Top of Excerpted text

Haplogroup estimation
The mtDNAmanager provides a web-based forensic mitochondrial bioinformatics resource for supporting data quality control based on haplogroup estimation. The prediction of the most probable haplogroup of a given mtDNA control region sequence data is implemented using a mathematical algorithm based on propositional logic via a hierarchical checking of the presence or absence of haplogroup-specific diagnostic mutations. For that purpose, we first identified the reliable
control region mutation motifs for the assignment of more than
630 mtDNA haplogroups and subhaplogroups based on the well characterized global mtDNA phylogeny. Then, we weighed the individual diagnostic positions on each haplogroup backgrounds supported by datasets containing control region sequences, whose haplogroup-affiliation was confirmed by coding region SNPs. Generally, very good concordance is observed between control region and coding region haplogroups. Actually, using the bioinformatics tools of mtDNAmanager, more than 98% of mtDNAs of high quality datasets can be allocated to the same mtDNA haplogroups as those confirmed with the coding region SNP information .
Especially, as mtDNAmanager took account of the different mutation rates of the individual diagnostic positions on the different haplogroup backgrounds, it facilitates mtDNA data quality control. That is, mtDNAmanager allows the respective check of the presence of key diagnostic mutation motifs and accompanying mutations by designating both "expected" and "estimated" haplogroups for each mtDNA sequence. Accordingly, if a certain mtDNA sequence is annotated only with the expected haplogroup, it suggests the lack of accompanying mutations for the annotated expected haplogroup which is determined by the presence of the key diagnostic mutation motifs. From a mtDNA phylogeny point of view, it means that a given mtDNA haplotype is located at a previously unsampled interior node of the tree. Accordingly, there is a need to recheck the presence or absence of the whole haplogroup-specific mutations in a given sequence data. In this context, it is also required to check the sequence which does not correspond to any branch in the phylogeny (haplogroup) or shows discordance between expected and estimated haplogroups, because this can suggest the possible errors including contamination or sample mix-up during sequence analyses.

Bottom of Excerpted text
Top of Input data

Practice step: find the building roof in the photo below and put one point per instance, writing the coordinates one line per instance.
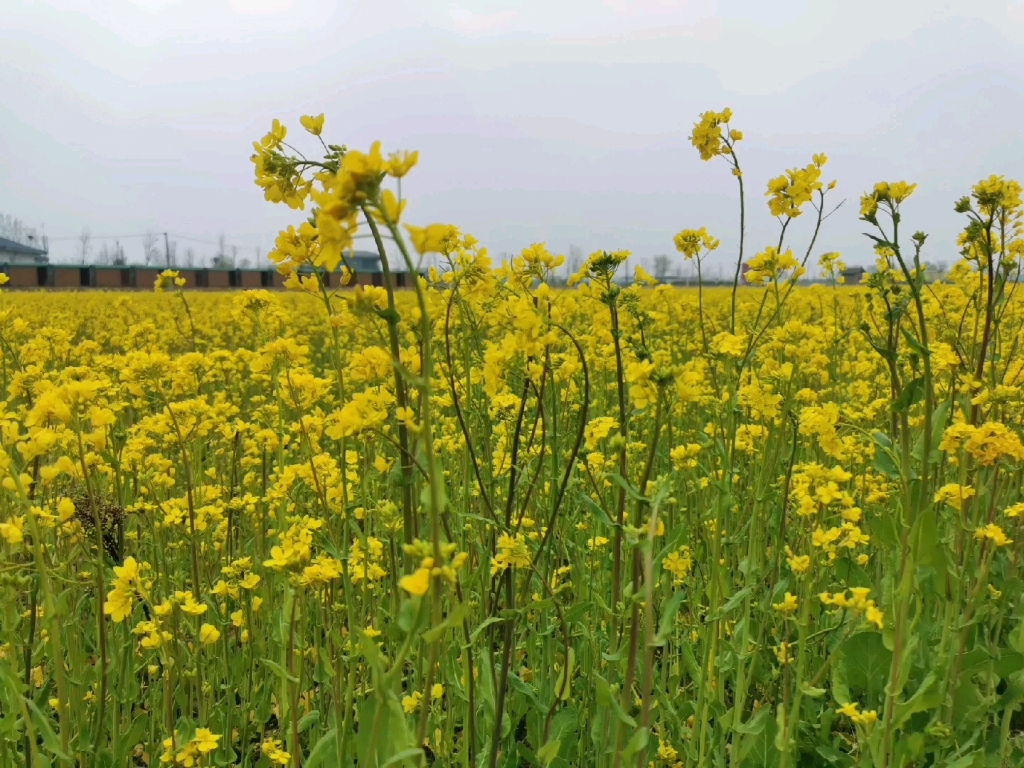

Bottom of Input data

> Exercise requirements: According to the haplogroup estimation text, what share of mtDNAs in high-quality datasets does mtDNAmanager assign to the same haplogroups as those confirmed by coding region SNPs? The lines have no connection to the haplogroup estimation text.

> Response: More than 98%.